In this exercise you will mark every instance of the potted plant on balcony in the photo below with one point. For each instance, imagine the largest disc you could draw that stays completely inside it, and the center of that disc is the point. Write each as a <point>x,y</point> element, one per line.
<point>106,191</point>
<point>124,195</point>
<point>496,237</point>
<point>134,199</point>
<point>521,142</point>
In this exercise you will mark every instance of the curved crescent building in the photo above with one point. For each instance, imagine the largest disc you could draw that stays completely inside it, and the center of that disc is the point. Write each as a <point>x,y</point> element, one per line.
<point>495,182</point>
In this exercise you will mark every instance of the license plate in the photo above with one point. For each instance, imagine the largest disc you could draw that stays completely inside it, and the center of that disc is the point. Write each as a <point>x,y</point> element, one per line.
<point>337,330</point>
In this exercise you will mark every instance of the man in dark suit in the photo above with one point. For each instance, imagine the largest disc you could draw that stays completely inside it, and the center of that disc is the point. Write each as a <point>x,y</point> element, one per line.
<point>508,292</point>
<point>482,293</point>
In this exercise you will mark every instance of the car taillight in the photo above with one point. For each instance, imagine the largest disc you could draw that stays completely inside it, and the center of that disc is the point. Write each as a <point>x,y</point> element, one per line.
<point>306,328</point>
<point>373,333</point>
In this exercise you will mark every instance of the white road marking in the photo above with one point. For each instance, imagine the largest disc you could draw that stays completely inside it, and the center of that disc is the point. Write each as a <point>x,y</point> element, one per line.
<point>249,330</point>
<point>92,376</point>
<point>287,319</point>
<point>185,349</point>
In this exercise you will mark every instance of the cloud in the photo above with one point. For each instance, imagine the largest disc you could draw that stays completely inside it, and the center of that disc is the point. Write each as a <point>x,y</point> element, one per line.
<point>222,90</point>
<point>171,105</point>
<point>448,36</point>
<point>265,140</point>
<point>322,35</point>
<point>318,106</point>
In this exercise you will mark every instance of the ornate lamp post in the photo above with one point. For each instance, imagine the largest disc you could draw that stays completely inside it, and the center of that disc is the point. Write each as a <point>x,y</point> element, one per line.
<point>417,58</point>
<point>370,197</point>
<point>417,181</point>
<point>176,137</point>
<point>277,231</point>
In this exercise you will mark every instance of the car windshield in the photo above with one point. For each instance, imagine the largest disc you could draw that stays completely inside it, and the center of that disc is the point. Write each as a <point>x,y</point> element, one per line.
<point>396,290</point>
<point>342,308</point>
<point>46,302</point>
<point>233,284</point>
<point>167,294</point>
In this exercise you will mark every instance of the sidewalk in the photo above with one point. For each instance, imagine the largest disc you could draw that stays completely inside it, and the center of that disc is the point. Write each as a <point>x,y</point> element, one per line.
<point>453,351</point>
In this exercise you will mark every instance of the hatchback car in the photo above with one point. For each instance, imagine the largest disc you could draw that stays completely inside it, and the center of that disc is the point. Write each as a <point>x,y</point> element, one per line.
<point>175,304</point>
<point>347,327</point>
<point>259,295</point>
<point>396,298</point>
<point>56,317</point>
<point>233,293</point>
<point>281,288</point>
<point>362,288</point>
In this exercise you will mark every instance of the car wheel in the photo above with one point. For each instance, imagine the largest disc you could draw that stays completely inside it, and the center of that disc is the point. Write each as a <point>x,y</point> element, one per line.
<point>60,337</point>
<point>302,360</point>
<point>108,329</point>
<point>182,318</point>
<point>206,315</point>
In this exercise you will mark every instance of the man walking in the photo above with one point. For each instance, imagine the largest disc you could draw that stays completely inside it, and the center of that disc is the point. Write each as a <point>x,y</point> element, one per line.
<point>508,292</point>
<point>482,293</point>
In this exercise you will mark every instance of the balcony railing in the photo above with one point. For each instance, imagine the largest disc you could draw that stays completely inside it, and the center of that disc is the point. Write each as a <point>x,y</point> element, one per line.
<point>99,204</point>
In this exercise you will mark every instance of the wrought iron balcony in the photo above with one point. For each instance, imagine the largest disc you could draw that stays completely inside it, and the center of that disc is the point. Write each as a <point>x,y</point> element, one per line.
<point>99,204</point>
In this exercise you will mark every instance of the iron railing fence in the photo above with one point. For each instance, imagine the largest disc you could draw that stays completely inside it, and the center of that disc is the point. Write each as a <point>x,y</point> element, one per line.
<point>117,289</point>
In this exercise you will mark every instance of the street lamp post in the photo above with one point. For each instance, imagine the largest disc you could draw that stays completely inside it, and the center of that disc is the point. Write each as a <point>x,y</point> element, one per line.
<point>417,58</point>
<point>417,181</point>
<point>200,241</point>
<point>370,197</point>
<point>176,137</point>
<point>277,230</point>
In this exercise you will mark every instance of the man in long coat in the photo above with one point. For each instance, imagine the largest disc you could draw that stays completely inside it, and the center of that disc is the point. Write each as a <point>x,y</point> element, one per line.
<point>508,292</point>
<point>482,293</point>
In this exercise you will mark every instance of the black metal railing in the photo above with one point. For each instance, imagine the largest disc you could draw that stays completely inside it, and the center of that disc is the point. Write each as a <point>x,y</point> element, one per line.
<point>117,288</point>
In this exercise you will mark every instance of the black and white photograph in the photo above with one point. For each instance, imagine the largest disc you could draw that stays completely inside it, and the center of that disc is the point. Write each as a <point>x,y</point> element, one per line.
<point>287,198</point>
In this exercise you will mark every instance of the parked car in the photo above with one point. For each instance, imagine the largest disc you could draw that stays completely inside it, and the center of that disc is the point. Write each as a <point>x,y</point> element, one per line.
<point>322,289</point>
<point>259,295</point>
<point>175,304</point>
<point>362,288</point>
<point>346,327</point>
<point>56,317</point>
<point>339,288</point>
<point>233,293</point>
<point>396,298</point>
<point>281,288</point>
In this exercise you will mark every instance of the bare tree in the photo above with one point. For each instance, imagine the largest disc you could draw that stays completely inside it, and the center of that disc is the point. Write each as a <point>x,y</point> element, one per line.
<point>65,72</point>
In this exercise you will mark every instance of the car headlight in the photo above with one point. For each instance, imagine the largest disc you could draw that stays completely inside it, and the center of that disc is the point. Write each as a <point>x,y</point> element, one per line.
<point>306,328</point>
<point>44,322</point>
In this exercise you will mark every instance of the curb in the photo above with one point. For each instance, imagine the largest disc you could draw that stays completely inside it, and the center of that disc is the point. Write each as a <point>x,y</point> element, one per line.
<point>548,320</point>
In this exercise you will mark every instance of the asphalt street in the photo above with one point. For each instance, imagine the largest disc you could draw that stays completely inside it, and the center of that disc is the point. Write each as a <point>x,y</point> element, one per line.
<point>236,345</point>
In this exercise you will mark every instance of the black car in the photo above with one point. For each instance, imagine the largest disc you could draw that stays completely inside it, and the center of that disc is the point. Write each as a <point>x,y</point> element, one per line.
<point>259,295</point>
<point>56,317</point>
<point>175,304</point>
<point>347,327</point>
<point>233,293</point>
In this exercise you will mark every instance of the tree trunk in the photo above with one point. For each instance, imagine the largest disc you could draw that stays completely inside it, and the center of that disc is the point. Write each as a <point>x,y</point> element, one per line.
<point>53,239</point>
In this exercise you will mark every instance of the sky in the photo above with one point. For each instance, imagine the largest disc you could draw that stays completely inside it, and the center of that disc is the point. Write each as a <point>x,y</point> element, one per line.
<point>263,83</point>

---

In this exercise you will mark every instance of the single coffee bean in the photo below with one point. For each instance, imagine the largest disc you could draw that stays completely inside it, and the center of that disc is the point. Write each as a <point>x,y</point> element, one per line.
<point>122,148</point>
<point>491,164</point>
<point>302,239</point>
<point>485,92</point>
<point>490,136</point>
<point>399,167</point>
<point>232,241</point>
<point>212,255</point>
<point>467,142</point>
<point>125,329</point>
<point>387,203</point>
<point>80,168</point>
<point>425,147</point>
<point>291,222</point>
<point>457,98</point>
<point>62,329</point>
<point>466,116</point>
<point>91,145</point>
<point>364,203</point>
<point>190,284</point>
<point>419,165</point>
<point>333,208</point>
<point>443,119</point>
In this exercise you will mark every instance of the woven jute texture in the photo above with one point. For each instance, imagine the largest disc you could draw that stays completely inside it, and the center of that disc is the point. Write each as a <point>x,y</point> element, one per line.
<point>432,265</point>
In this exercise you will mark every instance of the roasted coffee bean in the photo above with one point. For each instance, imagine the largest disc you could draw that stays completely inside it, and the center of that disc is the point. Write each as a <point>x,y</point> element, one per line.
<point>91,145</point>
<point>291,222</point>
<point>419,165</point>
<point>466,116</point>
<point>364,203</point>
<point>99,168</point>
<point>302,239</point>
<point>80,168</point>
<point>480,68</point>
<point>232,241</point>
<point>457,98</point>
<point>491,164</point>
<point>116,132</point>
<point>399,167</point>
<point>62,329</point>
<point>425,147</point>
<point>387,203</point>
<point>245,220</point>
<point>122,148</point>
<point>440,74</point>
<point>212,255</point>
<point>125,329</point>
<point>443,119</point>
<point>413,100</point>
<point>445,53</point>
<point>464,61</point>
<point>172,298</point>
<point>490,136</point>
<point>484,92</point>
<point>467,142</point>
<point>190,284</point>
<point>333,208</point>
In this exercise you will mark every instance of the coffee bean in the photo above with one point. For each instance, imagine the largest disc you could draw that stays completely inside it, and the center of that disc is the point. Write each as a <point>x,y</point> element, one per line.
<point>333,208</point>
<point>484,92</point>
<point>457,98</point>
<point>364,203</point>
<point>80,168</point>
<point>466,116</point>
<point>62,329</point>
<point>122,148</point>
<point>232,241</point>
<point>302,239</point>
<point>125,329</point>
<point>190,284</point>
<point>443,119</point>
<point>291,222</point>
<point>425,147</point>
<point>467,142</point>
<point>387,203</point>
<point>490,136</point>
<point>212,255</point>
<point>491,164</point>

---

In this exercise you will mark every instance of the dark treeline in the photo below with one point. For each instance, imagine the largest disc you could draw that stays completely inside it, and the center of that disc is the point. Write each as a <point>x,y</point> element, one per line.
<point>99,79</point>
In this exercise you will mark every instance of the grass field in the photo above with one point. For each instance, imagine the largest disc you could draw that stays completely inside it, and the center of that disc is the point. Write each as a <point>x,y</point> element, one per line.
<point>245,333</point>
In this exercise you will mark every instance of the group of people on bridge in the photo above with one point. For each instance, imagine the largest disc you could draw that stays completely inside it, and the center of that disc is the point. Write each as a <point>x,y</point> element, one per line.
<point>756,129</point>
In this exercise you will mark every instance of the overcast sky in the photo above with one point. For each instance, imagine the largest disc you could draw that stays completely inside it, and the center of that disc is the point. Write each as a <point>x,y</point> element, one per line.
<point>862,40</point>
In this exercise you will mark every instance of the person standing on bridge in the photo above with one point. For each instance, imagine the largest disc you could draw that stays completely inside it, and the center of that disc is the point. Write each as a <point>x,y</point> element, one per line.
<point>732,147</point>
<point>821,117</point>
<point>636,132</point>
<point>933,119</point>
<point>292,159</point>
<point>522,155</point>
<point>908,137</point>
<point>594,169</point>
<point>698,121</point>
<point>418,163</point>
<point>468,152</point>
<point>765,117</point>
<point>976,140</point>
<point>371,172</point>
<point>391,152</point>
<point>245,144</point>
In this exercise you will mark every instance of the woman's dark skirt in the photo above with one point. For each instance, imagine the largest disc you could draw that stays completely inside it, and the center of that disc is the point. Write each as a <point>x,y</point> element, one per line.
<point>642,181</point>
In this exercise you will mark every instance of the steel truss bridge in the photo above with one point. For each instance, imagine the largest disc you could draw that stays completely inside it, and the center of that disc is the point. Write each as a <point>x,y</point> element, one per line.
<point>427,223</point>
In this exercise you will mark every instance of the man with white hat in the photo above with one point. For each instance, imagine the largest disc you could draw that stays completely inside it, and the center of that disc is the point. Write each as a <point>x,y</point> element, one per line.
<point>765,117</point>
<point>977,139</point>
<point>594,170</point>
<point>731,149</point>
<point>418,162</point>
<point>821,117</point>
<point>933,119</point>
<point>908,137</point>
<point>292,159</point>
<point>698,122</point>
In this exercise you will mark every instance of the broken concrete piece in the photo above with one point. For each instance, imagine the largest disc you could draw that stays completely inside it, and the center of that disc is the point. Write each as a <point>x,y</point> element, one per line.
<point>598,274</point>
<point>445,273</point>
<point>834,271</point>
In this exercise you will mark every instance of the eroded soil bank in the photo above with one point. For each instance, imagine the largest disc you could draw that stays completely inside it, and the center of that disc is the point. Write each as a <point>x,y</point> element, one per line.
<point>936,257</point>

• [What to do]:
Repeat the stretch of lines from the one containing "man in dark" through the one containing "<point>373,333</point>", both ends included.

• [The result]:
In this exercise you will mark every instance of the man in dark suit in the photo above with one point. For each instance, imagine the largest disc you could draw that stays completely inside it, and the center of that disc is the point. Write each as a <point>x,y</point> element, one per line.
<point>508,292</point>
<point>482,293</point>
In this exercise you will mark every instance of the car taillight in the photo above with one point. For each instance, imagine the largest disc you could draw that stays completely inside it, and the center of that disc is the point. Write each as a <point>x,y</point> element, one per line.
<point>306,328</point>
<point>373,333</point>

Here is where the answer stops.